What you have to do: Reproduce each of the following records word for word, changing nothing.

Exercise inputs:
----
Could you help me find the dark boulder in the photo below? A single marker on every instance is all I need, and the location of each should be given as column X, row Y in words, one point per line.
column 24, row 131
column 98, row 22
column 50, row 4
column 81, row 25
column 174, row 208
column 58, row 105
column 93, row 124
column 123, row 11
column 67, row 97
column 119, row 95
----
Final result:
Could you help me find the dark boulder in the photo below? A single marker on every instance is all I need, and the location of each should be given as column X, row Y in words, one point per line.
column 24, row 131
column 98, row 22
column 50, row 4
column 81, row 25
column 174, row 208
column 58, row 105
column 93, row 124
column 123, row 11
column 67, row 97
column 119, row 95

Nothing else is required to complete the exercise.